** Start Input for this task **
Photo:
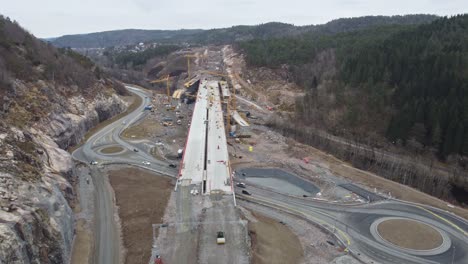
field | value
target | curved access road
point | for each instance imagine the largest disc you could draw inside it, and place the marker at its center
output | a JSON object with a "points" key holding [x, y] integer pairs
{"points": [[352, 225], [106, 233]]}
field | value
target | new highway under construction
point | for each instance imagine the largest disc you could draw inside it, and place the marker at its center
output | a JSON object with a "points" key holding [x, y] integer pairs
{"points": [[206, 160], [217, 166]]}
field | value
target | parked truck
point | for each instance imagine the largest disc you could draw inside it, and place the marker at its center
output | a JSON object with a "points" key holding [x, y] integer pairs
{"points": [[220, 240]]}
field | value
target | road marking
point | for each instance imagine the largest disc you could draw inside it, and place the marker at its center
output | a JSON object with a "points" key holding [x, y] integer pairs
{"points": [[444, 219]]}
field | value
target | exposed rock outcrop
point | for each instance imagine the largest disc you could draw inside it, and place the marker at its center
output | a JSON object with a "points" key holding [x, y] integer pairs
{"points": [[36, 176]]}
** End Input for this task **
** Start Input for this task **
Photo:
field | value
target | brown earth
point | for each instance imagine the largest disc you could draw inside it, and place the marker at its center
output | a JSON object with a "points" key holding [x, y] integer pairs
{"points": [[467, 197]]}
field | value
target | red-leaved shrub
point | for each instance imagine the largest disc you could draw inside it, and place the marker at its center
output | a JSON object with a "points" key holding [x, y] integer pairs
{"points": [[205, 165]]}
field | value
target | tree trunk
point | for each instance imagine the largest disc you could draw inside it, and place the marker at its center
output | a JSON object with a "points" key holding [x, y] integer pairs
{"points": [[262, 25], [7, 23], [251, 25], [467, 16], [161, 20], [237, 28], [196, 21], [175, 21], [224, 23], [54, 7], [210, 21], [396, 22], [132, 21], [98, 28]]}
** End Input for this task **
Objective ->
Pull out every line of the records above that contains the string "target", matching case exactly.

Solution ->
target | curved access road
target | new highway under construction
target | parked truck
target | road marking
target | exposed rock outcrop
target | brown earth
target | red-leaved shrub
target | tree trunk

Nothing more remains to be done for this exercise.